▶ EXERCISE AIM: Please rewrite everything from the line containing "catching glove in the photo above." down to the end of the items, keeping all wording intact but shifting every x, y coordinate in the answers up by 104. Copy only that span.

▶ STORED DATA:
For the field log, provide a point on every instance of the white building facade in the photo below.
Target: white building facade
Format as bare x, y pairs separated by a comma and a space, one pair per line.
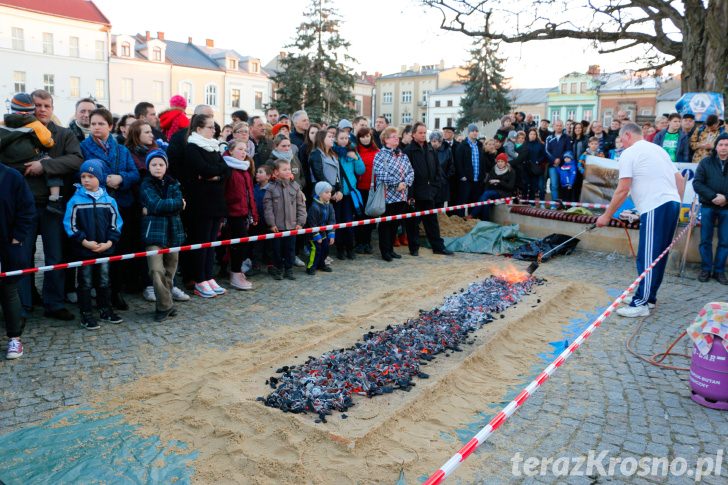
66, 56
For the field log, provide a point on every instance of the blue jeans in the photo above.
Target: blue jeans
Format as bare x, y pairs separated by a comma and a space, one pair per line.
708, 217
554, 182
50, 227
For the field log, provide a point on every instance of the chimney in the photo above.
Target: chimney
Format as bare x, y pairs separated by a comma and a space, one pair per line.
594, 70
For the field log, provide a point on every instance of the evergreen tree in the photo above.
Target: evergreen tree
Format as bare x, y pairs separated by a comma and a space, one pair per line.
486, 94
315, 76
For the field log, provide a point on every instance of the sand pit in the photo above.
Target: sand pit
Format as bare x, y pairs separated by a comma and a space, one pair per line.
210, 403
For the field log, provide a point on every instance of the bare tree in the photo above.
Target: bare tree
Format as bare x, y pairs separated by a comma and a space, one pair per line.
693, 32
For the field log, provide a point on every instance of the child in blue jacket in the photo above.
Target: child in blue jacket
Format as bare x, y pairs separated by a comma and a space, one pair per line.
93, 224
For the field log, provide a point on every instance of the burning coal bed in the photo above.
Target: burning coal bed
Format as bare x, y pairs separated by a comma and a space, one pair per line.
390, 359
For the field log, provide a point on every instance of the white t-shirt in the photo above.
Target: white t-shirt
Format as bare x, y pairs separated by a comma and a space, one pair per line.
652, 173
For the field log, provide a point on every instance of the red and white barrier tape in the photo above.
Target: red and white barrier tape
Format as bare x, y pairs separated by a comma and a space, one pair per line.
449, 467
228, 242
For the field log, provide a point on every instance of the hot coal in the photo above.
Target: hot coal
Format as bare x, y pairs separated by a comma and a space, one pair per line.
390, 359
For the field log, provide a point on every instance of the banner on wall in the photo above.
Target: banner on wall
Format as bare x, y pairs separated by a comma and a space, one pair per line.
602, 176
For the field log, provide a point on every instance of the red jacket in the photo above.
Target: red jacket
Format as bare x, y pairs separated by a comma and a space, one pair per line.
367, 156
239, 195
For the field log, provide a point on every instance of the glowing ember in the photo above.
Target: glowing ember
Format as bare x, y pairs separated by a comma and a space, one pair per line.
510, 274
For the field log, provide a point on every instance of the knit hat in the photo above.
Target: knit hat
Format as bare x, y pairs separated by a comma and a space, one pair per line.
277, 127
96, 168
158, 153
22, 103
178, 101
322, 186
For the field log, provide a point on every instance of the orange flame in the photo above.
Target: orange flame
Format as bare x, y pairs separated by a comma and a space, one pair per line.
510, 273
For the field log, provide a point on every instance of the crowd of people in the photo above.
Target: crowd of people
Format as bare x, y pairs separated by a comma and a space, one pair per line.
114, 185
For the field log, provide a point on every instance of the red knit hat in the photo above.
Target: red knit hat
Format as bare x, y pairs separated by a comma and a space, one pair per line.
178, 101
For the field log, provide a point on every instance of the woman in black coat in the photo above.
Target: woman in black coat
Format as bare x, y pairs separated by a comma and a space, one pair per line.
207, 172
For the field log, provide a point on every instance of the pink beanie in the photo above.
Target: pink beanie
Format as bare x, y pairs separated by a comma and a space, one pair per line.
178, 101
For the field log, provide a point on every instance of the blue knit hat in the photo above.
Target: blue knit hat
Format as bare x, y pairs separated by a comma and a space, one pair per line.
158, 153
96, 168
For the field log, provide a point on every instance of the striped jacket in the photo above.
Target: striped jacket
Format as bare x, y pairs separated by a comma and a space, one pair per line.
392, 167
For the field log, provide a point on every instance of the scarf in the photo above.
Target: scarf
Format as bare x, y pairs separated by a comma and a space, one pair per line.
499, 171
233, 162
287, 156
207, 144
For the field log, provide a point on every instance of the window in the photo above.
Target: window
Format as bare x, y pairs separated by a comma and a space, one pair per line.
18, 39
100, 50
127, 89
235, 98
185, 89
158, 91
19, 81
211, 95
75, 90
47, 43
100, 89
73, 46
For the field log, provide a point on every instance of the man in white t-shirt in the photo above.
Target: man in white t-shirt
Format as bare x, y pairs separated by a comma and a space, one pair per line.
646, 171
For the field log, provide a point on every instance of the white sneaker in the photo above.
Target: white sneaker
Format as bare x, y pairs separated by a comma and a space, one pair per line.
15, 349
219, 290
633, 311
179, 295
148, 294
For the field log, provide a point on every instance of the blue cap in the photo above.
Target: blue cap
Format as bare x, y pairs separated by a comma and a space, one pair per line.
95, 167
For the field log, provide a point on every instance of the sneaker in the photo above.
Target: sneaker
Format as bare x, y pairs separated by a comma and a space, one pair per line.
15, 349
288, 274
88, 321
148, 294
633, 311
179, 295
238, 281
110, 317
219, 290
203, 290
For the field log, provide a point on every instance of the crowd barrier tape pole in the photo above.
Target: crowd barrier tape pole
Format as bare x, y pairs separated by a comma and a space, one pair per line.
241, 240
451, 465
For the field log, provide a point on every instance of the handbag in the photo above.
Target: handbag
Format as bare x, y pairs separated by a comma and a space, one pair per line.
376, 203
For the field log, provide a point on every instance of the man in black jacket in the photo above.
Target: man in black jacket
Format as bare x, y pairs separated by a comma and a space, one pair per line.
428, 178
470, 167
711, 185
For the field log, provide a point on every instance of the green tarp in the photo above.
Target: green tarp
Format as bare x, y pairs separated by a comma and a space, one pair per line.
489, 238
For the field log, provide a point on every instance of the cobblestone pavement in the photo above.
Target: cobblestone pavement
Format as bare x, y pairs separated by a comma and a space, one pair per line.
602, 399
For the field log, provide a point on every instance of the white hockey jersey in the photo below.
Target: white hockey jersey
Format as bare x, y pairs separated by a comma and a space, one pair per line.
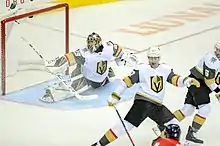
153, 81
207, 69
96, 65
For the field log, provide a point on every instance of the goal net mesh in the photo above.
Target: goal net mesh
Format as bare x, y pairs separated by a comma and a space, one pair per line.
46, 28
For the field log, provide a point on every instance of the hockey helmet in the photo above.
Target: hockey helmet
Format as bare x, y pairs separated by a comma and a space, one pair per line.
94, 41
173, 131
153, 52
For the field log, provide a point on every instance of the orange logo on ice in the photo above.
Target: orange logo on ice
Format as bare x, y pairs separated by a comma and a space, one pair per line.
172, 20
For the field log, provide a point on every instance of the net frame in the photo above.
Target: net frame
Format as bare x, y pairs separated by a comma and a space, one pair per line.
21, 16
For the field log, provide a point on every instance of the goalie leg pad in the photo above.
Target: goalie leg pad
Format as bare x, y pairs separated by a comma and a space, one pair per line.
56, 92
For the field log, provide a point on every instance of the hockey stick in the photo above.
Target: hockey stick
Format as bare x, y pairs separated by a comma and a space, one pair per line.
126, 130
75, 93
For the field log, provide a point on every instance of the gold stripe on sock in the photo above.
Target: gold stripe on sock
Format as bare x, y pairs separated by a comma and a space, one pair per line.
110, 135
199, 119
179, 115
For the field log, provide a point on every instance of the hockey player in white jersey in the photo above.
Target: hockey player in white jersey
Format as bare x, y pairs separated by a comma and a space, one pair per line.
92, 67
207, 73
148, 102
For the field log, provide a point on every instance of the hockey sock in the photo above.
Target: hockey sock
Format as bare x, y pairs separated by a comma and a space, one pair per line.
109, 137
179, 115
197, 123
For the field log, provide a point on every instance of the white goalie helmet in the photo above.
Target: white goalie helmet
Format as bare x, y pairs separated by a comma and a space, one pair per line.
154, 52
154, 55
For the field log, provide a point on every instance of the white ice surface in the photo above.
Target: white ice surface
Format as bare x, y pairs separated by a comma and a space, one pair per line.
26, 125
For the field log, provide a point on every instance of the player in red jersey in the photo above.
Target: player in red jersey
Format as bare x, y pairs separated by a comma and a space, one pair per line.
172, 136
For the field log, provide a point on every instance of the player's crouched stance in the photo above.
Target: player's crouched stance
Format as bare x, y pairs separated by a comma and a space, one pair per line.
152, 79
92, 67
207, 73
172, 135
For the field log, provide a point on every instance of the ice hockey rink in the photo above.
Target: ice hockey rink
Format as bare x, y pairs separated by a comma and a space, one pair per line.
136, 25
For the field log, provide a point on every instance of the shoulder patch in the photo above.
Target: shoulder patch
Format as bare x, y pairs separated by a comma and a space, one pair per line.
213, 60
109, 43
77, 52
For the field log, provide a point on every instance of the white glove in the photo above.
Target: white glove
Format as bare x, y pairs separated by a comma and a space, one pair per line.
114, 99
191, 81
127, 59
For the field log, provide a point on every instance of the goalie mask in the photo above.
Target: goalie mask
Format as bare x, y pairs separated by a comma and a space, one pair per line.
217, 50
94, 41
153, 55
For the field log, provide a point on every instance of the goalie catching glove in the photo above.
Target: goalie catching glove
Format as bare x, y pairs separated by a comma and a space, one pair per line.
58, 65
114, 99
127, 59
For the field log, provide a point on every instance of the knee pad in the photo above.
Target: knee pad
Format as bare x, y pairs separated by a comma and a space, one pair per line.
204, 110
172, 121
118, 129
188, 110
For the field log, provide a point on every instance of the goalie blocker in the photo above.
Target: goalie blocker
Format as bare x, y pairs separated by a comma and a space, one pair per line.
92, 67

▶ OUTPUT FOR THIS TASK:
For the field log, provide a point on every instance of the goalie catching glove in the photo above.
Target: goalie catching glove
Format as bare x, y pairs separated by a comma and a space, one pair per line.
162, 169
218, 203
231, 163
For the field log, provide a point on every instance of the knee pad in the photo above.
Target: knee pad
Format as bare x, y pairs separated by a comma and a space, one pair per line.
308, 214
276, 225
222, 233
292, 214
For the field log, provide a point on every instance of the goalie blocker in the photo above.
Target: goalie blocker
Format as bare x, y pairs separated by a comma and a space, one pair per line.
196, 171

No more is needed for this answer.